* TEXT PASSAGE
Thanks for the review.
-Tony
@@ -319,6 +319,25 @@ static inline void copy_user_highpage(struct page *to, struct page *from,
#endif
+static inline int copy_user_highpage_mc(struct page *to, struct page *from,
+ unsigned long vaddr, struct vm_area_struct *vma)
+{
+ unsigned long ret = 0;
+#ifdef copy_mc_to_kernel
+ char *vfrom, *vto;
+
+ vfrom = kmap_local_page(from);
+ vto = kmap_local_page(to);
+ ret = copy_mc_to_kernel(vto, vfrom, PAGE_SIZE);
+ kunmap_local(vto);
+ kunmap_local(vfrom);
+#else
+ copy_user_highpage(to, from, vaddr, vma);
+#endif
+
+ return ret;
+}
+
#ifndef __HAVE_ARCH_COPY_HIGHPAGE
static inline void copy_highpage(struct page *to, struct page *from)
@@ -2848,8 +2848,14 @@ static inline int pte_unmap_same(struct vm_fault *vmf)
return same;
}
-static inline bool __wp_page_copy_user(struct page *dst, struct page *src,
- struct vm_fault *vmf)
+/*
+ * Return:
+ * -1 = copy failed due to poison in source page
+ * 0 = copied failed (some other reason)
+ * 1 = copied succeeded
+ */
+static inline int __wp_page_copy_user(struct page *dst, struct page *src,
+ struct vm_fault *vmf)
{
bool ret;
void *kaddr;
@@ -2860,8 +2866,9 @@ static inline bool __wp_page_copy_user(struct page *dst, struct page *src,
unsigned long addr = vmf->address;
if (likely(src)) {
- copy_user_highpage(dst, src, addr, vma);
- return true;
+ if (copy_user_highpage_mc(dst, src, addr, vma))
+ return -1;
+ return 1;
}
/*
@@ -2888,7 +2895,7 @@ static inline bool __wp_page_copy_user(struct page *dst, struct page *src,
* and update local tlb only
*/
update_mmu_tlb(vma, addr, vmf->pte);
- ret = false;
+ ret = 0;
goto pte_unlock;
}
@@ -2913,7 +2920,7 @@ static inline bool __wp_page_copy_user(struct page *dst, struct page *src,
if (!likely(pte_same(*vmf->pte, vmf->orig_pte))) {
/* The PTE changed under us, update local tlb */
update_mmu_tlb(vma, addr, vmf->pte);
- ret = false;
+ ret = 0;
goto pte_unlock;
}
@@ -2932,7 +2939,7 @@ static inline bool __wp_page_copy_user(struct page *dst, struct page *src,
}
}
- ret = true;
+ ret = 1;
pte_unlock:
if (locked)

* DATA ROWS

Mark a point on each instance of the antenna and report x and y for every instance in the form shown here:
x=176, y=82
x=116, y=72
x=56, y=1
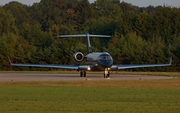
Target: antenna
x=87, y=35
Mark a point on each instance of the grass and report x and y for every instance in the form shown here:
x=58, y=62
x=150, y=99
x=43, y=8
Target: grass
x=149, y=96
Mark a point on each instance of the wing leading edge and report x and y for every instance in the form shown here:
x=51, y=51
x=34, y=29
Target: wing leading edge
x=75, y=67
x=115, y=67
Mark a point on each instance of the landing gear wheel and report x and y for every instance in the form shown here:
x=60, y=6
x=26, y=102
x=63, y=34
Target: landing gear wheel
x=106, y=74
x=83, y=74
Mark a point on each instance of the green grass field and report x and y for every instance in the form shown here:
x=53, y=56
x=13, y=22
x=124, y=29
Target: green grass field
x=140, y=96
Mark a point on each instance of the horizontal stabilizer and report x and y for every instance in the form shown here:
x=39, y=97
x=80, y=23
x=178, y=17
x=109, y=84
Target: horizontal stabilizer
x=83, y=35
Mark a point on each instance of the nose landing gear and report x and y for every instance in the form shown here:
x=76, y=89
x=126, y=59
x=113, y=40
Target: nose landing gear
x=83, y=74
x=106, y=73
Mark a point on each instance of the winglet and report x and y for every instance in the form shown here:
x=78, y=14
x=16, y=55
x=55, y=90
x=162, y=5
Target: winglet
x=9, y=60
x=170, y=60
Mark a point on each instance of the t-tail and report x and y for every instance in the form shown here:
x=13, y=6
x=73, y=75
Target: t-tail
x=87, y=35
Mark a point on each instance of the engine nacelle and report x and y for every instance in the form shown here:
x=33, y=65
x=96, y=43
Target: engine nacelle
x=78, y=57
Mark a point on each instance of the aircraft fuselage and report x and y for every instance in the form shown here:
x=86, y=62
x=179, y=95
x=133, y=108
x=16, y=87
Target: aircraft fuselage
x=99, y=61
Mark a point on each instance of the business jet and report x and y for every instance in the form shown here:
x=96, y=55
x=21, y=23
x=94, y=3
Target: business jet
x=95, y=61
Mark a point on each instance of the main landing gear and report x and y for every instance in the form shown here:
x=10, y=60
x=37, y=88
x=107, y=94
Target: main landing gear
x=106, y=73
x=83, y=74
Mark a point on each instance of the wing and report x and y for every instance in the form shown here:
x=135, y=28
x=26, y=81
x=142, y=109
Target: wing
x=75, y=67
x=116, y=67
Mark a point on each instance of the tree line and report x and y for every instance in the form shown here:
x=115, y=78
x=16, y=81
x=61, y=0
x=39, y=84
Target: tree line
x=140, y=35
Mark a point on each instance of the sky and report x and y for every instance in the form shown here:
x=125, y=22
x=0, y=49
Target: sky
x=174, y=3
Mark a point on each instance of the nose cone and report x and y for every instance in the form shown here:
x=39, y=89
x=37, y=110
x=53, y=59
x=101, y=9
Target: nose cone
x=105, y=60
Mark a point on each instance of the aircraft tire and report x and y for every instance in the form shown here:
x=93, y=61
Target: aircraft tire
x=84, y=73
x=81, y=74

* WHAT IS REQUIRED
According to the code patch above, what does a return value of -1 from __wp_page_copy_user mean?

* OUTPUT FOR THIS EXERCISE
The copy failed due to poison in the source page.